PROBLEM DESCRIPTION.
In the listing below, how many lines contain the string "light"? Answer with the number only.
--*--
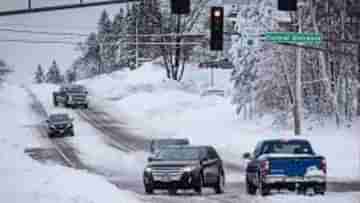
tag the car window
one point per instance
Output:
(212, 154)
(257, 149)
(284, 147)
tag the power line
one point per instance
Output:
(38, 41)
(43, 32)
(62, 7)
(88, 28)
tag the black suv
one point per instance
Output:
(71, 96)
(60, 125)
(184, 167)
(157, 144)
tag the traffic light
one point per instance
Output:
--*--
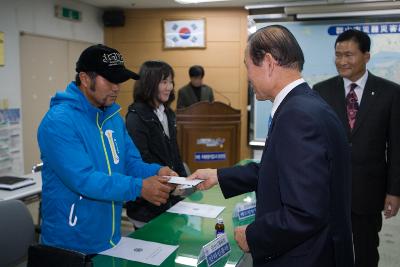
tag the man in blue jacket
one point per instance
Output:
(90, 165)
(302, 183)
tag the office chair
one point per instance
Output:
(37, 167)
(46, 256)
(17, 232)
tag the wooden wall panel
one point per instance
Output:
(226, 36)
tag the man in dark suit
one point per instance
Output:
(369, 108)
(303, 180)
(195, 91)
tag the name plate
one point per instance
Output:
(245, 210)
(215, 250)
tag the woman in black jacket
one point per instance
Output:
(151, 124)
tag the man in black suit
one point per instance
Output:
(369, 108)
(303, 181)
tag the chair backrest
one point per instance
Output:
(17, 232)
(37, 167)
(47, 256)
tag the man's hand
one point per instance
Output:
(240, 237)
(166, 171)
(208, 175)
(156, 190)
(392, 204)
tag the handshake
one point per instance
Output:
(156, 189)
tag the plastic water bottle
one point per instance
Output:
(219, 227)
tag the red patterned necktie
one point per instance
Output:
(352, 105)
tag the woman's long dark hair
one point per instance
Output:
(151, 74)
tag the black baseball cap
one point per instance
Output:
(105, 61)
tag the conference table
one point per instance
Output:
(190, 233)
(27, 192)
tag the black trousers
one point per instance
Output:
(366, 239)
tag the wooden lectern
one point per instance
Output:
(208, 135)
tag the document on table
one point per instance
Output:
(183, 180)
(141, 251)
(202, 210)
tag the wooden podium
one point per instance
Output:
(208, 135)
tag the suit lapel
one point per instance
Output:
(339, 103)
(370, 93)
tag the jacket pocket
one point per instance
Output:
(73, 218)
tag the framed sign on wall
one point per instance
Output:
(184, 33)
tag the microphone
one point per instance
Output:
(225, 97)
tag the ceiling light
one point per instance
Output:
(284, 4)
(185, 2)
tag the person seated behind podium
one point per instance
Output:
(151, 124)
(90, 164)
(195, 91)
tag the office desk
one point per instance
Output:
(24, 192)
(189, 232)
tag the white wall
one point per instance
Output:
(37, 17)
--*--
ANSWER SECTION.
2